Excerpted passage –
[Start of section]
PPC Advice Even Many Successful Business Owners Just Don’t Understand

The conversation below took place between 2 successful business owners I know. It centered around online marketing – specifically PPC and SEO. But the lessons extend far beyond those two tactics.

Lessons that, as you’ll see, even some successful business owners don’t get (and could be hugely MORE successful if they did).

First a brief intro to the 2 biz owners (names have been changed to protect the guilty)…

One, Susan, is the owner of a huge business that has grown from serving clients locally in 5 marketing to serving over 40 markets around the U.S.

The other, Tom, has built up a successful business (arguably the largest in his industry) that operates in one local market.

Susan started out asking Tom about what online marketing strategies and tactics he’s using:

Tom: We hired someone who’s managing things for us online.

 Susan: What sorts of things is he doing?

Tom: A little SEO and some pay per click (PPC) too.

Susan: What’s your monthly PPC budget?

Tom: Umm, not sure. About $500 a month I think

Susan: Are you getting any business from it?

Tom (unsure): Yes, I think so.

Susan: Well, if you’re getting business from it, how come you’re not spending more?

Tom: We only budgeted $500 a month.

Susan: Okay. But if you’re spending $500 and it’ making your money and getting you customers, why don’t you increase the budget?

Tom (a little uncomfortable at this point): I don’t know, that’s just what we have budgeted.

Susan: Our PPC budget is about 300 times what yours is. We track all our leads closely and I know that the campaigns are profitable so we keep spending more on PPC because we know when we do, we make more. 

Tom: Actually I don’t really know if we’re getting new clients from it or not.

Susan: Are you tracking the calls from your PPC campaign?

Tom: No. We can’t do that.

Susan: Actually you can. There are a lot of call tracking options out there.

Tom (getting a little defensive): Well, I don’t want to use them because if a client keeps that tracking number, they won’t be able to reach us if they try to call us again in the future.

The conversation goes on from there, but let’s just stop things right there.

There are 2 important concepts Tom’s not getting here. And he’s not alone.

The first is the idea of Marketing as an investment.

Let’s say you had a slot machine that paid out $1.50 or $2 or $5 for every dollar you put in. Would you cap how much money you put into it?

Heck no!

So why should it be any different with marketing?

A marketing budget is a starting point. Think of your initial investment as R&D. It’s money you invest to see whether or not prospect respond to your marketing campaign.

If they don’t, then you try something different to find something that does work.
[End of section]
Information supplied –
[Start of section]
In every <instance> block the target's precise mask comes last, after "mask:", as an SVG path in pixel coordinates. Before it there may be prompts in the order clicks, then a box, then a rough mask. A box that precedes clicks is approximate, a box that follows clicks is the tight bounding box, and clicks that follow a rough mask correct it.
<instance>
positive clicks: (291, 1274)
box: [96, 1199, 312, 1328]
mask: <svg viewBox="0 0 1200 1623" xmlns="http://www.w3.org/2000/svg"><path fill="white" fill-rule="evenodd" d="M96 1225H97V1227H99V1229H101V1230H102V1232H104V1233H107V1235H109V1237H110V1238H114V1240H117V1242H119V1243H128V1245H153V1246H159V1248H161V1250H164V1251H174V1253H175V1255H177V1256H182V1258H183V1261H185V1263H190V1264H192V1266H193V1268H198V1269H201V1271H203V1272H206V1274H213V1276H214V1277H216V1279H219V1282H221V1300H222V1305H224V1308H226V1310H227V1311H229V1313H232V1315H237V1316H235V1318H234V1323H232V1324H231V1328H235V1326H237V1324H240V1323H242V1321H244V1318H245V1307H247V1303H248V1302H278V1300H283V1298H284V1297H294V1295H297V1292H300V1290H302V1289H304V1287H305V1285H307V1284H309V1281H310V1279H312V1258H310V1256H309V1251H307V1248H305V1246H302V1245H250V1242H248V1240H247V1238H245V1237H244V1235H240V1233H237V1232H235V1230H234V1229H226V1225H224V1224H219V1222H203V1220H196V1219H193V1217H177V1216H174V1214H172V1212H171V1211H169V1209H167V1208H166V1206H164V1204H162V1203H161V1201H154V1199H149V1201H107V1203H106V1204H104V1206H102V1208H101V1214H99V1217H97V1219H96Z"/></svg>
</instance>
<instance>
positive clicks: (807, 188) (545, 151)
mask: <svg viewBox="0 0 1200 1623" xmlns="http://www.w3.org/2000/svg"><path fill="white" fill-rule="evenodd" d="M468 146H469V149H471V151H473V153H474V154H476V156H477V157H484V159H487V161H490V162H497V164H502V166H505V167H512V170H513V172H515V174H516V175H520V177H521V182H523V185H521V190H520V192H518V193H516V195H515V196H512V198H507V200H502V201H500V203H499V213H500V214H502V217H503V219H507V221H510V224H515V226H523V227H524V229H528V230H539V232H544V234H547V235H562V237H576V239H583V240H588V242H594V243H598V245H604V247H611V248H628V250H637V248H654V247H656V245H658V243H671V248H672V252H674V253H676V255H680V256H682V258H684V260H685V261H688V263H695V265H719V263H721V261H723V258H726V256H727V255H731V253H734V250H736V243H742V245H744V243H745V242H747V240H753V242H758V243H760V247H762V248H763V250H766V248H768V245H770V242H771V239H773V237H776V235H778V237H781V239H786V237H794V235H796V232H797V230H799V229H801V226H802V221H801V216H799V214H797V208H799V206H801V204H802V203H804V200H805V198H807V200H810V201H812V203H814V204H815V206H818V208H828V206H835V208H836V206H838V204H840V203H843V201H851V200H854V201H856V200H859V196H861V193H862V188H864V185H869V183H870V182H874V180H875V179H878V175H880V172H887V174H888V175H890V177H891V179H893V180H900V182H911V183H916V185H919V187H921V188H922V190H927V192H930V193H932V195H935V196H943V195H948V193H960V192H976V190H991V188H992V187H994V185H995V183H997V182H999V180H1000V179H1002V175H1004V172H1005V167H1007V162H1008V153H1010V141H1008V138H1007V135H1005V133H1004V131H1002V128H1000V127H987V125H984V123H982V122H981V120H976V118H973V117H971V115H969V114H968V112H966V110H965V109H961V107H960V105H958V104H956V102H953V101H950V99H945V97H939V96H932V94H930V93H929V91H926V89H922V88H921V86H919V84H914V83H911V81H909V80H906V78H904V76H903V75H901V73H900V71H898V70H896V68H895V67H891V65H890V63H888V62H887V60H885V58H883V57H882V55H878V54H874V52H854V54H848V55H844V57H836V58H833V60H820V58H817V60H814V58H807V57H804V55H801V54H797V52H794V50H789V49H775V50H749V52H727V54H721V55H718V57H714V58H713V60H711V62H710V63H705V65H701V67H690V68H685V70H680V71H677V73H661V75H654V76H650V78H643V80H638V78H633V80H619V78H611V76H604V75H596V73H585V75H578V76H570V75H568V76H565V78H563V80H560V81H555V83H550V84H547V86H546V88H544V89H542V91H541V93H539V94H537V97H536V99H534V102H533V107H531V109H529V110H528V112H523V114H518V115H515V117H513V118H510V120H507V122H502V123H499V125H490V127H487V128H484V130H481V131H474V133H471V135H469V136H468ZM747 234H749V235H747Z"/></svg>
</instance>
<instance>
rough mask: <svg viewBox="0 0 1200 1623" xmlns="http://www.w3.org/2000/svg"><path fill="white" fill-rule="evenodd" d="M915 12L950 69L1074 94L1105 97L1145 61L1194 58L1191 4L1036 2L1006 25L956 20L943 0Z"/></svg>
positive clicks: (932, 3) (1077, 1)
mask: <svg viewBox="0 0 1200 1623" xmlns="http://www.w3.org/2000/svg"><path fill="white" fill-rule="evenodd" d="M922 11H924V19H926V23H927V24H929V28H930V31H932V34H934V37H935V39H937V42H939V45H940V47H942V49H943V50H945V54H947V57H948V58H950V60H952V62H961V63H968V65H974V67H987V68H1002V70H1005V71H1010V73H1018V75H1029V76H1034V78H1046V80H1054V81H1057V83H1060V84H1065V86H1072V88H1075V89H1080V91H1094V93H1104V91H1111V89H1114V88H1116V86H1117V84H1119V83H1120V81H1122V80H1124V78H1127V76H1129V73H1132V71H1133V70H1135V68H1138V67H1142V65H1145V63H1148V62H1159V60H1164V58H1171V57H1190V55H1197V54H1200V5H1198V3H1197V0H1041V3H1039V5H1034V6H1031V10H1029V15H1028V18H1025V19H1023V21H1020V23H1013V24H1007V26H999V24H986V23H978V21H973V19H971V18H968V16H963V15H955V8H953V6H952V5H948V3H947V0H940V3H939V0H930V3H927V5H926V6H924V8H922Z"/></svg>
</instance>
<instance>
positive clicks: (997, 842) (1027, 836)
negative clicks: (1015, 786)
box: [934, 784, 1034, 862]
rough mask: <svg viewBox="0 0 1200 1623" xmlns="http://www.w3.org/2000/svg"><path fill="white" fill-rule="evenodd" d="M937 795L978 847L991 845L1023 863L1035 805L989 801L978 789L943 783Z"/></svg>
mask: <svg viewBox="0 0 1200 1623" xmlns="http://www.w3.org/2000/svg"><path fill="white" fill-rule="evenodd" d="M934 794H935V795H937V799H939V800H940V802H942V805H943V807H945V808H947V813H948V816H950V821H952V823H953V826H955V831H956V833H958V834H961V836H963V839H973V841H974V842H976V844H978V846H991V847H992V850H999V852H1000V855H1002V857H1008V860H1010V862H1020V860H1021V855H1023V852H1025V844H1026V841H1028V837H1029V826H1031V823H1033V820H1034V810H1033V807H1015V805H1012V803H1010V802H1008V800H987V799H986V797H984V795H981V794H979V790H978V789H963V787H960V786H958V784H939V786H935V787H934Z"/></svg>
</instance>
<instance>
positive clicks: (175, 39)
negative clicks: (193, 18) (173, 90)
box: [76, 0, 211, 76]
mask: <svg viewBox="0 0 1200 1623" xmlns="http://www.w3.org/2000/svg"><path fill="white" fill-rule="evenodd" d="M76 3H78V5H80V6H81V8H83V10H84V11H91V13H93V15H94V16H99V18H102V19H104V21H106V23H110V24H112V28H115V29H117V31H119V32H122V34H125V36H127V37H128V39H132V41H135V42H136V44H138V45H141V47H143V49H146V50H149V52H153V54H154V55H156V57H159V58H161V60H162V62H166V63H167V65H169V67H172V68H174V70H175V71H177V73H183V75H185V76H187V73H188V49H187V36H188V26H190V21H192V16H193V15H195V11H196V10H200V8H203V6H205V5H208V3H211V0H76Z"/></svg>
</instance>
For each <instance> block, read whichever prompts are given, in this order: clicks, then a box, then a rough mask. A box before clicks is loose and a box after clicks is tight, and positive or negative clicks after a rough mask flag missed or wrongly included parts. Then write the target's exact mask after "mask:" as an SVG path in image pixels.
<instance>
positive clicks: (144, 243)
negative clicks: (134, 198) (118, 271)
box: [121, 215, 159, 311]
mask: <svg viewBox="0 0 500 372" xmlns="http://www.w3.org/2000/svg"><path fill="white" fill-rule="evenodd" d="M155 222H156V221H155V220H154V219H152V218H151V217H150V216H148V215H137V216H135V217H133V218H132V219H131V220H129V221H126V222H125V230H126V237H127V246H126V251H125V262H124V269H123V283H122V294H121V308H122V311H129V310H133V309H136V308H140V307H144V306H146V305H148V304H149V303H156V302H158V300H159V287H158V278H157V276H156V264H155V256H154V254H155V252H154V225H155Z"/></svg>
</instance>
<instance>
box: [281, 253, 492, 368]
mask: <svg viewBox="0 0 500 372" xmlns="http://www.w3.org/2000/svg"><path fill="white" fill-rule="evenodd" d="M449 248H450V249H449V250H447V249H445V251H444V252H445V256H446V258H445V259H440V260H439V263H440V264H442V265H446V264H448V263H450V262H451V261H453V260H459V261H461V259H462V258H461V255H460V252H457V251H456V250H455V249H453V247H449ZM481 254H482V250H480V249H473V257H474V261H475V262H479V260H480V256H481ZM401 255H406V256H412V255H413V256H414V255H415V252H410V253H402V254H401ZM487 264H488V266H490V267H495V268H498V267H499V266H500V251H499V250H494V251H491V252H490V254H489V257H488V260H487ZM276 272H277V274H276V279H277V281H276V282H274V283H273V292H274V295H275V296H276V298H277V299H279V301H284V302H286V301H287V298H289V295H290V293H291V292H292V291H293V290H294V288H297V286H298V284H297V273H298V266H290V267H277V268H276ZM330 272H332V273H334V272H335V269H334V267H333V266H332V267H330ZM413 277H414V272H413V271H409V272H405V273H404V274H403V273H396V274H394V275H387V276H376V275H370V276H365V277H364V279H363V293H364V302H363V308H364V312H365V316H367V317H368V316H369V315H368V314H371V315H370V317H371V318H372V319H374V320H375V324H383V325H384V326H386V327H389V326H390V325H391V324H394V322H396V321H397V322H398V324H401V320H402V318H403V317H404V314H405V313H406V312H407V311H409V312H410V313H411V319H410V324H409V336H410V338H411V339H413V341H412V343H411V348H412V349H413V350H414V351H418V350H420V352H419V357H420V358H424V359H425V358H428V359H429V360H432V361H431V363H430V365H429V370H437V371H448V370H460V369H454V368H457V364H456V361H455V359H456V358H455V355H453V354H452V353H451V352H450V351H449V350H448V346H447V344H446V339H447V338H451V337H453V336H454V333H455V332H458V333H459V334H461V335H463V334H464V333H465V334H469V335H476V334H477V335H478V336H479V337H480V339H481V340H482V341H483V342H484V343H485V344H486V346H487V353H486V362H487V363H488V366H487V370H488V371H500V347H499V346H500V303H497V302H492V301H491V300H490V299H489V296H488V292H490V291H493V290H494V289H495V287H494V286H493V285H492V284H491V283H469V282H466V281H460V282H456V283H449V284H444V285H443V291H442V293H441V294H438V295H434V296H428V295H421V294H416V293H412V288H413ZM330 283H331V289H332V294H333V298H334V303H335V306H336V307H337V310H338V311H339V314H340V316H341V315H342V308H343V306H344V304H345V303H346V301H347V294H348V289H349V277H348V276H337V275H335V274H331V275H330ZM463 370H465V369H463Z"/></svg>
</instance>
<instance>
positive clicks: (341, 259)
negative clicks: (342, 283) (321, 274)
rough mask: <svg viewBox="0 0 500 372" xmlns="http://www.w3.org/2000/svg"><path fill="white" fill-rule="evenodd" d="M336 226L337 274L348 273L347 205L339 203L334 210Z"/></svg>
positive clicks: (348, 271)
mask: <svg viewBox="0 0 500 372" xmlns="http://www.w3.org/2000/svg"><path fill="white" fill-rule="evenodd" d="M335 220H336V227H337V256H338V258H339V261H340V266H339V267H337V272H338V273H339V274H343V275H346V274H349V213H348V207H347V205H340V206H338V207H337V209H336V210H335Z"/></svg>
[End of section]
Problems to solve –
A. In the PPC article, about how many times larger is Susan's PPC budget than Tom's?
B. Print the part of the PPC article that begins at the words "Lessons that, as" and stops after "one local market.".
C. Carry on the PPC article past its last sentence.

Answer list –
A. About 300 times larger.

B.
Lessons that, as you’ll see, even some successful business owners don’t get (and could be hugely MORE successful if they did).

First a brief intro to the 2 biz owners (names have been changed to protect the guilty)…

One, Susan, is the owner of a huge business that has grown from serving clients locally in 5 marketing to serving over 40 markets around the U.S.

The other, Tom, has built up a successful business (arguably the largest in his industry) that operates in one local market.

C.
And when you do find something that works, then you get to work optimizing and expanding so it can generate more leads and clients for you.

However, in order to do this, you have to be tracking and measuring your results.

For a local business owner, that means tracking leads from form fills on your website. It also means using call tracking (because, for a local biz, most leads will come via the phone).

Which brings us to the 2nd concept that Tom didn’t quite get.

It’s regarding call tracking.

First, call tracking is cheap. You can hold onto numbers for a long time and it won’t cost you much.

But even if Tom didn’t hold onto call tracking numbers for a long time, is it really that big a deal? How many clients would that really affect?

And by using a call tracking number, Tom will have a crystal clear picture of which PPC campaigns are working for him and which ones aren’t.

Taken a step further, if Tom started using Dynamic Call tracking on his Google AdWords campaigns he’d be able to pinpoint the exact keywords and ads that make his phone ring!

Which is incredibly valuable information. It would enable Tom to stop spending money on unprofitable PPC campaigns, keywords and ads.

Which would save him money. And let him take the money he saved and invest it in PPC campaigns, keywords and ads that ARE profitable.

Listen, Tom’s a savvy biz owner and a great salesman. Just one look at the company he’s built and you can see that.

But even smart biz owners can have some blind spots. And Tom’s blind spots about PPC marketing are not unique to him at all. Lots of biz owners (many way less successful than Tom) have the same ones.

For Tom, he’s been able to build an impressive business even with these blind spots. But I’d say he’s the exception rather than the rule.

Bottom line here is marketing – especially PPC marketing – comes down to the numbers. Get to know yours and watch the investment in your marketing lead to many happy returns.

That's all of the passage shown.